About this task: Retype each record shown below, leaving every character as it is.
+++ Task material +++
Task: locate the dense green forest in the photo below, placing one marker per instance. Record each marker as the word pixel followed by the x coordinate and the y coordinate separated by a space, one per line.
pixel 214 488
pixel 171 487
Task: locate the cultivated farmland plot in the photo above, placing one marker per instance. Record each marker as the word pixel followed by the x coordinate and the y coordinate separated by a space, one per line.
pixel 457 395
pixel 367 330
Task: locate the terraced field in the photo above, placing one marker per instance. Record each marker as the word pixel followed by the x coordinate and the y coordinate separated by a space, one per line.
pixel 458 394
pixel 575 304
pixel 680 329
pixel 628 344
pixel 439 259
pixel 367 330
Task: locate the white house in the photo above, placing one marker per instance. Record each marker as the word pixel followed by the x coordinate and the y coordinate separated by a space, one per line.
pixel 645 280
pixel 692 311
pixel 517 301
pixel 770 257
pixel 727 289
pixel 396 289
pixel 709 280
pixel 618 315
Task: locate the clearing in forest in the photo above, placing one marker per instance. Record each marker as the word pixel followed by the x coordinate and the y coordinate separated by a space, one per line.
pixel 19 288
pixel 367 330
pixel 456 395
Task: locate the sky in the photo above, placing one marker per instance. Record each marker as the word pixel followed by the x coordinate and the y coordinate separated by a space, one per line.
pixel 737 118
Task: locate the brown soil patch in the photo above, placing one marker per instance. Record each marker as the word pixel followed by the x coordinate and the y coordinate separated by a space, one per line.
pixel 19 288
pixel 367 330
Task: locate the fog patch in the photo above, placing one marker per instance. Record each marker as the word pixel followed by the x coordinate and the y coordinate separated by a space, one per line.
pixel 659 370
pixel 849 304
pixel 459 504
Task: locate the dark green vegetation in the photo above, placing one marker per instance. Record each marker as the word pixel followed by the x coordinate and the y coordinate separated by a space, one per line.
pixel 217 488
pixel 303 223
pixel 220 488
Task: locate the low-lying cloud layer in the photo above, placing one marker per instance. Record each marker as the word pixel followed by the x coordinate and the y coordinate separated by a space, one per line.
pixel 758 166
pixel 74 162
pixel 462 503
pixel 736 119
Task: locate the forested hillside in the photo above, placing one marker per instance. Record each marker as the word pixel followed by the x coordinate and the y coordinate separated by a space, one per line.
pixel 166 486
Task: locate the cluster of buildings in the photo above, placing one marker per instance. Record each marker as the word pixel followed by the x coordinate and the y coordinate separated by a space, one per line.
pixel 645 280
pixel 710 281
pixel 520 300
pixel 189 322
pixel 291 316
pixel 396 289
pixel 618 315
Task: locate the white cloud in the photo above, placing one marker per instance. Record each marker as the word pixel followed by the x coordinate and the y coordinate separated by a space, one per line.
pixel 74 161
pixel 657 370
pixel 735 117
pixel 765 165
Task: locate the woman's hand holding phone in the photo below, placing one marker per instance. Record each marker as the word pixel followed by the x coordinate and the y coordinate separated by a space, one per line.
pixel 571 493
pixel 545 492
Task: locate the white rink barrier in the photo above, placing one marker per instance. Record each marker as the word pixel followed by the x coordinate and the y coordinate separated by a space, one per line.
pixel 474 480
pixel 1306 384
+++
Solved exercise:
Task: locate the dense green forest in the photo below, placing one marker per instance. Record each marker as the word pixel followed by the x coordinate and the y coordinate separated by a space, one per line.
pixel 214 488
pixel 171 487
Task: locate the cultivated farmland plot in the photo above, placing one marker per instance. Record each marker as the word pixel followed by the x coordinate and the y coordinate separated by a space, one per line.
pixel 457 395
pixel 367 330
Task: locate the terraced field in the photo above, placing one marker per instance. Record each marker as the word pixel followed by the x coordinate and the y coordinate separated by a space, one per line.
pixel 458 394
pixel 575 304
pixel 680 329
pixel 628 344
pixel 439 259
pixel 367 330
Task: locate the white house in the photo above, placing one marker per instance. Record each marker as the word pixel followed by the x coordinate and the y coordinate separated by a space, one per line.
pixel 645 280
pixel 692 311
pixel 517 301
pixel 770 257
pixel 727 289
pixel 396 289
pixel 709 280
pixel 618 315
Task: locate the clearing in forest in the photo above, placing one marker per instance. Record each marker as the word pixel followed by the x coordinate and the y coordinate separated by a space, one per line.
pixel 19 288
pixel 367 330
pixel 456 395
Task: locate the sky in the photo above, placing one marker per instance. Record each marker as the word pixel followed by the x coordinate and the y coordinate separated by a space, one per line.
pixel 737 118
Task: locate the brown soil patch in the photo above, placing one marker per instance. Record each marker as the word pixel followed by the x coordinate and the y coordinate separated by a space, one per line.
pixel 19 288
pixel 367 330
Task: locate the fog patch in the photo above, placing one marker per instance. Record each marker as the word pixel followed by the x coordinate and the y coordinate separated by a space, one per line.
pixel 659 370
pixel 849 304
pixel 459 504
Task: locate the dark green vegetation in the photo above, placing one marker per instance. Record each marker as the word pixel followed by the x coordinate and the y coordinate separated by a space, one per line.
pixel 217 488
pixel 303 223
pixel 220 488
Task: locate the low-lying cloud layer in the photo above, placing one marker per instance. Record each marker as the word pixel followed by the x coordinate and the y coordinate separated by a space, one per line.
pixel 758 166
pixel 74 162
pixel 462 503
pixel 736 119
Task: locate the forested hillside in the photo above, placing one marker per instance. Record each marker as the word pixel followed by the x coordinate and the y coordinate separated by a space, one per line.
pixel 166 486
Task: locate the cluster of buildings in the photo above, placing one marker per instance. Record each marker as the word pixel followed by the x coordinate and the y coordinate separated by a space, one per line.
pixel 645 280
pixel 710 281
pixel 520 300
pixel 189 322
pixel 291 316
pixel 396 289
pixel 618 315
Task: locate the white cloud in the photo above, placing one marker per instance. Record each marker as the word pixel followed by the x coordinate and the y coordinate separated by a space, one per line.
pixel 74 161
pixel 657 370
pixel 735 117
pixel 765 165
Task: locate the woman's hand holding phone in the photo below, placing one marker per instance. Record each marker as the word pixel followed by the x coordinate and the y coordinate separated by a space, one per line.
pixel 571 493
pixel 545 492
Task: locate the white rink barrier in the photo above, placing one marker per instance. Record each marker as the word pixel followed by the x coordinate and the y coordinate separated by a space, one per line.
pixel 474 480
pixel 1306 384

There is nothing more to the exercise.